Prompt: Read the data and repeat all of it exactly.

Available data:
::::::::

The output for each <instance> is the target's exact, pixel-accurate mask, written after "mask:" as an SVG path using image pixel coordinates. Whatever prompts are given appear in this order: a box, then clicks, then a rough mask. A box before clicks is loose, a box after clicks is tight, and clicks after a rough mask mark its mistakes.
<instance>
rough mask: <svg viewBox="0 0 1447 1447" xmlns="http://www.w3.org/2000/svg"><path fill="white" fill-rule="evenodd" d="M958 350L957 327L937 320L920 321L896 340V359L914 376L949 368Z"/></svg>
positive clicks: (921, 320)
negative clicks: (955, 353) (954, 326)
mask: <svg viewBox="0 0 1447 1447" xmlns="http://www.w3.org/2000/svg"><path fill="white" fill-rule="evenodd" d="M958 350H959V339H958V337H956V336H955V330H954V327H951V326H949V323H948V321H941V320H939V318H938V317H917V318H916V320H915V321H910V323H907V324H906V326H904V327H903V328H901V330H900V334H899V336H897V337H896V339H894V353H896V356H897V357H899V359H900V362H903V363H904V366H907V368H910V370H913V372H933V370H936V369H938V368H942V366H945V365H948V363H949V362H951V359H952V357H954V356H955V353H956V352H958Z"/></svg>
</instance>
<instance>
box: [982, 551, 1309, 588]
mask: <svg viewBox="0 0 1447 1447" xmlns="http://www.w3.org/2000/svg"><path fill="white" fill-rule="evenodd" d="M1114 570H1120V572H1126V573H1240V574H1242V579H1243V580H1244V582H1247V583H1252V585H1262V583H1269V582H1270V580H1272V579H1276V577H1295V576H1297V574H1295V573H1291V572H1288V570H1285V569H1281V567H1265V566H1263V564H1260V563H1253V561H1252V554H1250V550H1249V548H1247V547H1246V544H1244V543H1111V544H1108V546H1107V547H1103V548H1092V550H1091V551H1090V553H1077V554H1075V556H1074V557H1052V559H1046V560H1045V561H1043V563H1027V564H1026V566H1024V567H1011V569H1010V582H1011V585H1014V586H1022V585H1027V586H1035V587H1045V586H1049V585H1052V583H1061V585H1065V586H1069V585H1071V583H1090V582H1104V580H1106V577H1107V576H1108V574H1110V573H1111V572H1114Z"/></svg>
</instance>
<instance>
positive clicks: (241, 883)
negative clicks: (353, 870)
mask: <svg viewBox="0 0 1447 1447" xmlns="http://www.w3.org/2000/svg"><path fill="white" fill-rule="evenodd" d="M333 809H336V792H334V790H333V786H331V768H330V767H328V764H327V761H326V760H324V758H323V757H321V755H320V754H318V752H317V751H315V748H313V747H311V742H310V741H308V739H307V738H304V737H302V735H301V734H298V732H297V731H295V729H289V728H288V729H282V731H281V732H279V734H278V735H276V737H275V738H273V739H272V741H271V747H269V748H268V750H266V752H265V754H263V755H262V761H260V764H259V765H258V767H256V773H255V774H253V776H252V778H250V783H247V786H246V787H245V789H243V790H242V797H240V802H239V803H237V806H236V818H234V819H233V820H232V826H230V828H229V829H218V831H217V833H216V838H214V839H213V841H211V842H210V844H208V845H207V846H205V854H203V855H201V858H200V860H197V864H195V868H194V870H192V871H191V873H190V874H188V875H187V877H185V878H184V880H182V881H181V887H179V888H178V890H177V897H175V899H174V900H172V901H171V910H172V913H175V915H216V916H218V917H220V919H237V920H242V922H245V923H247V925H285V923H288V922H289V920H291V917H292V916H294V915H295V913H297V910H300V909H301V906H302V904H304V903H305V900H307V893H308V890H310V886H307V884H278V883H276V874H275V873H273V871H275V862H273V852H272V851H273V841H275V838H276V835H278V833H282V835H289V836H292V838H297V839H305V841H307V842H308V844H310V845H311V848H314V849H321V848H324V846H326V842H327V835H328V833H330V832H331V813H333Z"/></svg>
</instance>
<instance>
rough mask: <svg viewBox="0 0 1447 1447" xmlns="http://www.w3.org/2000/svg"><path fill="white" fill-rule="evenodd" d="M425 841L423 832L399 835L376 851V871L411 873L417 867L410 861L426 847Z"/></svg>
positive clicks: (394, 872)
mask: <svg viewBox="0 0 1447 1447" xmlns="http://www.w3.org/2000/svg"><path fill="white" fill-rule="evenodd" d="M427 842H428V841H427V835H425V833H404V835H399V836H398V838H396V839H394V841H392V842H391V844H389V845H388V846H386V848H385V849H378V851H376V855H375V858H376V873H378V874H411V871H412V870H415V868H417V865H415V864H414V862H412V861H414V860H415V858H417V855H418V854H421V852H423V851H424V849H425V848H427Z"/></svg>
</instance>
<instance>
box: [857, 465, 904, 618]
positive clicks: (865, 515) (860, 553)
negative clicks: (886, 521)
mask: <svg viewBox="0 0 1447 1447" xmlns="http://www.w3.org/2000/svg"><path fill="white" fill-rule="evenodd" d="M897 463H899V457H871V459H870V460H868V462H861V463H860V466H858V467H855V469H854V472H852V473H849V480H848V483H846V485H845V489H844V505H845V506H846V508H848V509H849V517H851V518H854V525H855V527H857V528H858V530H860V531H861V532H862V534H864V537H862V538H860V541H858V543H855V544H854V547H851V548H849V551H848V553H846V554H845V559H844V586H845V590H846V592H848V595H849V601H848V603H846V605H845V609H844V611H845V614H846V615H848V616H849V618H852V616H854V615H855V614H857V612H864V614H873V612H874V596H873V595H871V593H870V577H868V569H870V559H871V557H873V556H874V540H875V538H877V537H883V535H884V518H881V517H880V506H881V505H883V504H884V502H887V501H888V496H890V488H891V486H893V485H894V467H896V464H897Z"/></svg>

::::::::

Your solution:
The output for each <instance> is the target's exact, pixel-accurate mask, written after "mask:" as an SVG path using image pixel coordinates. Whatever prompts are given appear in this order: a box, then clicks, then a rough mask. A box before clicks is loose, a box after clicks is tight, and clicks after a rough mask mark its mistakes.
<instance>
rough mask: <svg viewBox="0 0 1447 1447" xmlns="http://www.w3.org/2000/svg"><path fill="white" fill-rule="evenodd" d="M958 350L957 327L937 320L920 321L896 340V359L914 376L949 368Z"/></svg>
positive clicks: (921, 320)
negative clicks: (955, 353) (954, 326)
mask: <svg viewBox="0 0 1447 1447" xmlns="http://www.w3.org/2000/svg"><path fill="white" fill-rule="evenodd" d="M958 350H959V339H958V337H956V336H955V330H954V327H951V326H949V323H948V321H941V320H939V318H938V317H917V318H916V320H915V321H910V323H907V324H906V326H904V327H903V328H901V330H900V334H899V336H897V337H896V339H894V353H896V356H897V357H899V359H900V362H903V363H904V366H907V368H910V370H913V372H933V370H936V369H938V368H942V366H945V365H948V363H949V362H951V359H952V357H954V356H955V353H956V352H958Z"/></svg>
</instance>
<instance>
box: [982, 551, 1309, 588]
mask: <svg viewBox="0 0 1447 1447" xmlns="http://www.w3.org/2000/svg"><path fill="white" fill-rule="evenodd" d="M1114 570H1120V572H1126V573H1240V574H1242V579H1243V580H1244V582H1247V583H1252V585H1262V583H1269V582H1270V580H1272V579H1276V577H1295V576H1297V574H1295V573H1291V572H1288V570H1285V569H1281V567H1265V566H1263V564H1260V563H1253V561H1252V554H1250V550H1249V548H1247V547H1246V544H1244V543H1111V544H1108V546H1107V547H1103V548H1092V550H1091V551H1090V553H1077V554H1075V556H1074V557H1052V559H1046V560H1045V561H1043V563H1027V564H1026V566H1024V567H1011V569H1010V582H1011V585H1014V586H1022V585H1027V586H1035V587H1045V586H1049V585H1052V583H1061V585H1065V586H1069V585H1071V583H1090V582H1104V580H1106V577H1107V576H1108V574H1110V573H1111V572H1114Z"/></svg>
</instance>
<instance>
positive clicks: (241, 883)
negative clicks: (353, 870)
mask: <svg viewBox="0 0 1447 1447" xmlns="http://www.w3.org/2000/svg"><path fill="white" fill-rule="evenodd" d="M333 809H336V792H334V790H333V786H331V768H330V767H328V764H327V761H326V760H324V758H323V757H321V755H320V754H318V752H317V751H315V748H313V747H311V742H310V741H308V739H307V738H304V737H302V735H301V734H298V732H297V731H295V729H289V728H288V729H282V731H281V732H279V734H278V735H276V737H275V738H273V739H272V741H271V747H269V748H268V750H266V752H265V754H263V755H262V761H260V764H259V765H258V767H256V773H255V774H253V776H252V778H250V783H247V786H246V787H245V789H243V790H242V797H240V802H239V803H237V806H236V818H234V819H233V820H232V826H230V828H229V829H218V831H217V833H216V838H214V839H213V841H211V842H210V844H208V845H207V846H205V854H203V855H201V858H200V860H197V864H195V868H194V870H192V871H191V873H190V874H188V875H187V877H185V878H184V880H182V881H181V887H179V888H178V890H177V897H175V899H174V900H172V901H171V910H172V913H175V915H216V916H218V917H220V919H237V920H242V922H245V923H247V925H285V923H288V922H289V920H291V917H292V916H294V915H295V913H297V910H300V909H301V906H302V904H304V903H305V900H307V893H308V890H310V886H307V884H278V883H276V874H275V873H273V871H275V862H273V852H272V851H273V841H275V838H276V835H278V833H282V835H289V836H292V838H297V839H305V841H307V842H308V844H310V845H311V848H314V849H321V848H324V846H326V842H327V835H328V833H330V832H331V813H333Z"/></svg>
</instance>
<instance>
rough mask: <svg viewBox="0 0 1447 1447" xmlns="http://www.w3.org/2000/svg"><path fill="white" fill-rule="evenodd" d="M425 841L423 832L399 835L376 851V871L411 873L417 867L410 861L426 847Z"/></svg>
positive clicks: (394, 872)
mask: <svg viewBox="0 0 1447 1447" xmlns="http://www.w3.org/2000/svg"><path fill="white" fill-rule="evenodd" d="M427 842H428V841H427V835H425V833H404V835H399V836H398V838H396V839H394V841H392V842H391V844H389V845H388V846H386V848H385V849H378V851H376V855H375V858H376V873H378V874H411V871H412V870H415V868H417V865H415V864H414V862H412V861H414V860H415V858H417V855H418V854H421V852H423V851H424V849H425V848H427Z"/></svg>
</instance>
<instance>
box: [857, 465, 904, 618]
positive clicks: (865, 515) (860, 553)
negative clicks: (886, 521)
mask: <svg viewBox="0 0 1447 1447" xmlns="http://www.w3.org/2000/svg"><path fill="white" fill-rule="evenodd" d="M897 463H899V457H871V459H870V460H868V462H861V463H860V466H858V467H855V469H854V472H852V473H849V480H848V483H846V485H845V489H844V505H845V506H846V508H848V509H849V517H851V518H854V525H855V527H857V528H858V530H860V531H861V532H862V534H864V537H862V538H860V541H858V543H855V544H854V547H851V548H849V551H848V553H846V554H845V559H844V586H845V590H846V592H848V595H849V601H848V603H846V605H845V609H844V611H845V614H846V615H848V616H849V618H852V616H854V615H855V614H857V612H864V614H873V612H874V596H873V595H871V593H870V577H868V569H870V559H871V557H873V556H874V540H875V538H877V537H883V535H884V518H881V517H880V506H881V505H883V504H884V502H887V501H888V496H890V488H891V486H893V485H894V467H896V464H897Z"/></svg>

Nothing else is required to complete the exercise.